▶ Excerto do documento:
Os acórdãos do Tribunal Constitucional assinalados no n.º 7 do
acórdão da conferência ora impugnado traduzem, segundo o requerente, a invocação
de jurisprudência impertinente e desnecessária (supra, 1., g)). Tal alegação,
contudo, nenhuma repercussão tem na manutenção ou alteração da decisão ora
impugnada, pelo que não será considerada.
Em relação à alegada contradição entre o acórdão ora impugnado e os
acórdãos citados pelo requerente (supra, 1., f) e i)), refira-se que, mesmo que
tal contradição existisse, nunca a mesma poderia justificar recurso para o
Plenário, pois que nesses acórdãos nenhum julgamento ocorreu no sentido da
inconstitucionalidade da norma que, no acórdão da conferência ora impugnado, foi
julgada não inconstitucional (cfr. artigo 79º-D, n.º 1, da Lei do Tribunal
Constitucional).

▶ O que fazer: Reproduza sem alterações a parte do excerto do acórdão que começa nas palavras "Os acórdãos do" e termina depois de "não será considerada.".

▶ Entradas fornecidas:
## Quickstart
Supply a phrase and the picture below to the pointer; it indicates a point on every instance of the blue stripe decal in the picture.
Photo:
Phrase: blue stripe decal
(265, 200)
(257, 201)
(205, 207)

▶ Resposta à tarefa:
Os acórdãos do Tribunal Constitucional assinalados no n.º 7 do
acórdão da conferência ora impugnado traduzem, segundo o requerente, a invocação
de jurisprudência impertinente e desnecessária (supra, 1., g)). Tal alegação,
contudo, nenhuma repercussão tem na manutenção ou alteração da decisão ora
impugnada, pelo que não será considerada.